* PASSAGE TO READ *

-------------------------

Mărginimea Sibiului () is an area which comprises 18 Romanian localities in the south-western part of the Sibiu County, in southern Transylvania, all of them having a unique ethnological, cultural, architectural, and historical heritage.

Position
The area is situated in the immediate vicinity of the cradle of Saxon Civilisation in Transylvania - the city of Sibiu, and has an area of over 200 km² limited by the river Sadu in the south and the Săliște in the north. The villages are situated around the valleys of different rivers which flow from the Cindrel Mountains through the Transylvanian Plateau.

The region comprises the following villages and towns:
Boița
Fântânele
Galeș
Gura Râului
Jina
Orlat
Poiana Sibiului
Poplaca
Rășinari
Râu Sadului
Rod
Sadu
Săliște (town)
Sibiel
Tălmaciu (town)
Tălmăcel
Tilișca
Vale

Brief history
The oldest known settlement was a village called Ruetel dating to 1204, granted by King Emeric of Hungary to a certain John the Latin and his fellow heretics as per the charter recopied in June 2, 1469  - which became Rășinari in 1488 -, followed by Tălmaciu (1318), Orlat (1322) and Săliște (1354). Throughout their history, some of these settlements were sometimes (along with the Țara Făgărașului) fiefs of the rulers of the Romanian principality of Wallachia. An important event in the area was the establishment in the 18th century by Maria Theresa of the 1st Romanian border regiment at Orlat. Also, Boița was a border village, at the end of the passageway along the Olt River.

-------------------------

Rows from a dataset
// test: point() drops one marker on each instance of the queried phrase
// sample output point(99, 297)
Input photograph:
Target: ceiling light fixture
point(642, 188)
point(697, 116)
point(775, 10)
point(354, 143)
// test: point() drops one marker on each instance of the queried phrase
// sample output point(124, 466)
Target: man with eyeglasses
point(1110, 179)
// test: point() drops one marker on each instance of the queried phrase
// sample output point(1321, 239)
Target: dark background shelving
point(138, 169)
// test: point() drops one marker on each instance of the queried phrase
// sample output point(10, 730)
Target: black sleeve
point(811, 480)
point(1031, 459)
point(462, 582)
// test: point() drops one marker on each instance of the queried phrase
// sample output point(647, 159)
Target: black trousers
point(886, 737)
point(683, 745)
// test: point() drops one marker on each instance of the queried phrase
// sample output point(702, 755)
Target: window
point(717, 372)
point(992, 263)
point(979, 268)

-------------------------

* GIVEN REQUEST 1 *
From the passage on Mărginimea Sibiului, quote everything from "The region comprises" down to "Săliște (town)".
* GIVEN REQUEST 2 *
Based on the passage on Mărginimea Sibiului, explain why Ruetel is called the oldest known settlement of the area.
The records were drawn from a separate source, not from the passage on Mărginimea Sibiului.

* TASK RESULT 1 *
The region comprises the following villages and towns:
Boița
Fântânele
Galeș
Gura Râului
Jina
Orlat
Poiana Sibiului
Poplaca
Rășinari
Râu Sadului
Rod
Sadu
Săliște (town)

* TASK RESULT 2 *
Ruetel dates to 1204, when King Emeric of Hungary granted it to John the Latin and his fellow heretics. The other settlements the passage dates come later: Tălmaciu in 1318, Orlat in 1322 and Săliște in 1354.